<<<<
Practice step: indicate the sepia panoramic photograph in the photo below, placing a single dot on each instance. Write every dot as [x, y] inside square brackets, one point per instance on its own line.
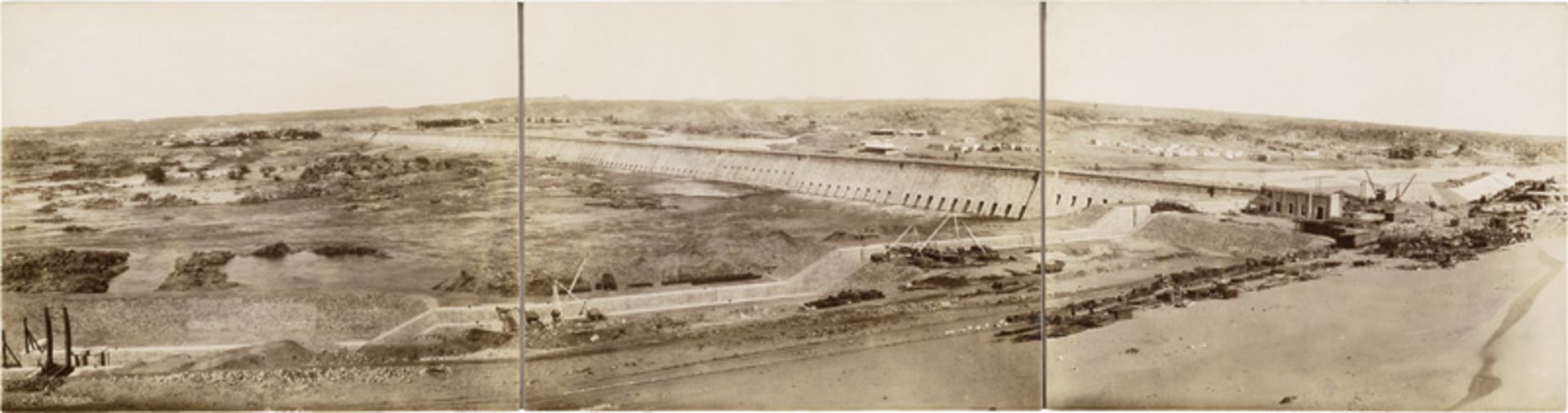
[1305, 206]
[261, 206]
[782, 206]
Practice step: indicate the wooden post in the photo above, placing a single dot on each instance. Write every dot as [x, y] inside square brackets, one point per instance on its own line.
[71, 358]
[49, 340]
[27, 338]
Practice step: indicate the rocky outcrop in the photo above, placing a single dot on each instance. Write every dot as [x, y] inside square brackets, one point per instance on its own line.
[490, 282]
[63, 271]
[201, 271]
[274, 252]
[333, 251]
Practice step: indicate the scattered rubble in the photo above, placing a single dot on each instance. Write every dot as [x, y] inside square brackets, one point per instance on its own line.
[333, 251]
[845, 298]
[496, 282]
[932, 259]
[63, 271]
[78, 229]
[201, 271]
[1200, 283]
[162, 202]
[274, 252]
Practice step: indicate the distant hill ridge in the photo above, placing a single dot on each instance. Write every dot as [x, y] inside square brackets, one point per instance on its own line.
[1065, 116]
[998, 119]
[506, 107]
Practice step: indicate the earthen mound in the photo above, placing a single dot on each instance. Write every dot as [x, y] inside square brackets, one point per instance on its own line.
[201, 271]
[63, 271]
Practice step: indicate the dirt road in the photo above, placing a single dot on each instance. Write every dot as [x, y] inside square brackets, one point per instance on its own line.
[971, 371]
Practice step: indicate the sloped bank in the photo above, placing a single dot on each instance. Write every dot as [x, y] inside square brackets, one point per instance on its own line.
[313, 318]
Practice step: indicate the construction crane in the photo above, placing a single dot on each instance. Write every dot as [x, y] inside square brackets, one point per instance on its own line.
[557, 286]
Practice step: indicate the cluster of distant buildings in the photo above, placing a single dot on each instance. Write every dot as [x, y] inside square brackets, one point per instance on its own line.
[458, 122]
[966, 146]
[1178, 150]
[548, 121]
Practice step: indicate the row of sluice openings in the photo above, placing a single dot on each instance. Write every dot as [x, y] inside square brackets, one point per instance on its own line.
[883, 196]
[913, 201]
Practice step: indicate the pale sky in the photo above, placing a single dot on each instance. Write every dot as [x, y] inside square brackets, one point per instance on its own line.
[1493, 68]
[792, 51]
[93, 61]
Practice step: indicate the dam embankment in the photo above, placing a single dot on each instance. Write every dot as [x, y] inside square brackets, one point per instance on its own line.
[918, 184]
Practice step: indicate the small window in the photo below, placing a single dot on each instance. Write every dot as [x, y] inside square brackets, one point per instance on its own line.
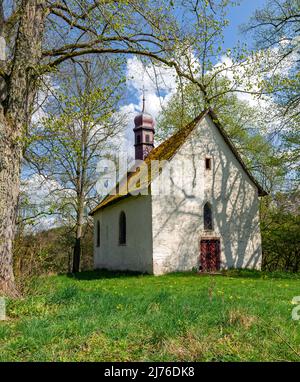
[207, 217]
[208, 163]
[122, 228]
[98, 233]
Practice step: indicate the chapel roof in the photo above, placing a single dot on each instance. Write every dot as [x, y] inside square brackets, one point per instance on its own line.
[166, 150]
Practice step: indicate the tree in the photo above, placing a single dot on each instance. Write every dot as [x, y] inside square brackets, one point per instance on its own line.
[275, 29]
[246, 126]
[67, 144]
[42, 34]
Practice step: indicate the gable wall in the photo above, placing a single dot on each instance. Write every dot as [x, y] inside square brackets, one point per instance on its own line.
[136, 255]
[178, 218]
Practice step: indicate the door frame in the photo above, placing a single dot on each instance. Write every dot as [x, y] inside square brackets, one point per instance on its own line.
[217, 238]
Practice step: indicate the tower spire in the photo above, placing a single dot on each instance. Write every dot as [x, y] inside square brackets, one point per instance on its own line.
[144, 100]
[144, 132]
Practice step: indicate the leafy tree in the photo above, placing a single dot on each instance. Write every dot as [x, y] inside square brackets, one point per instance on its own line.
[275, 29]
[43, 34]
[280, 228]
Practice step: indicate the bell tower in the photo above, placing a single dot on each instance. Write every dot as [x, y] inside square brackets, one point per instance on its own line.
[143, 134]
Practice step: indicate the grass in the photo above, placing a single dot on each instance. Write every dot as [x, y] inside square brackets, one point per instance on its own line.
[101, 316]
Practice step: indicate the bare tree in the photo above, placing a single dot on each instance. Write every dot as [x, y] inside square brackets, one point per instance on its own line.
[78, 132]
[43, 34]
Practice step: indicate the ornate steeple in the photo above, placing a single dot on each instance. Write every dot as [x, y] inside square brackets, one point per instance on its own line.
[144, 133]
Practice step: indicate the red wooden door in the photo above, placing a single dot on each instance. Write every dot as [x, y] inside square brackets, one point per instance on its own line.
[210, 255]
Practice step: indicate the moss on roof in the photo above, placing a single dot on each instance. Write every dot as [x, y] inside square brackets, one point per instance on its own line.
[165, 151]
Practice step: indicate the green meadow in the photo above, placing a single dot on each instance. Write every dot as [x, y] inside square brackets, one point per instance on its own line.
[103, 316]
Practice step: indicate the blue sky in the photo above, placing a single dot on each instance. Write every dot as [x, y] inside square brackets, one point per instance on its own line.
[238, 15]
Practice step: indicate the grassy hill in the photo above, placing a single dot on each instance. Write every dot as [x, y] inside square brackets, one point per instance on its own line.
[101, 316]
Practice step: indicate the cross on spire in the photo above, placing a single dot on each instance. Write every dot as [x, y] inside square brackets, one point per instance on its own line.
[144, 100]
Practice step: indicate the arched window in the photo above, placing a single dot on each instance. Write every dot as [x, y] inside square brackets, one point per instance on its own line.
[207, 217]
[122, 228]
[98, 233]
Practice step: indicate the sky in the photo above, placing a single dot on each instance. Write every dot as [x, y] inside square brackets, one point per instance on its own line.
[137, 78]
[239, 15]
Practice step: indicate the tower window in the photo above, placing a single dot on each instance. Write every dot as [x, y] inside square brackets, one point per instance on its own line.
[208, 163]
[207, 217]
[98, 233]
[122, 228]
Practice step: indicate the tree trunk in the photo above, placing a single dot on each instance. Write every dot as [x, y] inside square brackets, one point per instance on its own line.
[15, 112]
[10, 157]
[77, 245]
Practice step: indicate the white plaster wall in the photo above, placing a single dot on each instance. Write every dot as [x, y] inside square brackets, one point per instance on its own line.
[136, 255]
[178, 217]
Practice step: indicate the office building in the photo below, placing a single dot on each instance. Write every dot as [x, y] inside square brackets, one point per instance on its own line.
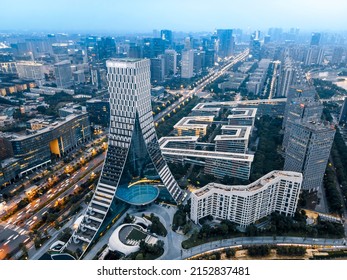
>>>>
* _WRITTEN EXERCISE_:
Transcribe the lines above verbatim, covering the stretch from the line containing "Practice step: indicate the tree trunk" through the end of the lines, both ends included. Leave the pictures out of your answer.

* _REPLY TO THE EXERCISE_:
Practice step: indicate the tree trunk in the photo above, placing a single dot on each instance. Write every dot as [x, y] inside square brackets, one point per instance on its own line.
[15, 112]
[10, 157]
[77, 245]
Practice step: indicate the white plaster wall in the photo above, placing a single dot on each instance. Write every dot as [x, y] inside square brackets, one point per instance on its own line.
[136, 255]
[178, 217]
Practice step: indicate the office building in the photo below, placing a single dot on each instance. Write every dot as [x, y] inside square brackets, one point per instance on its own line.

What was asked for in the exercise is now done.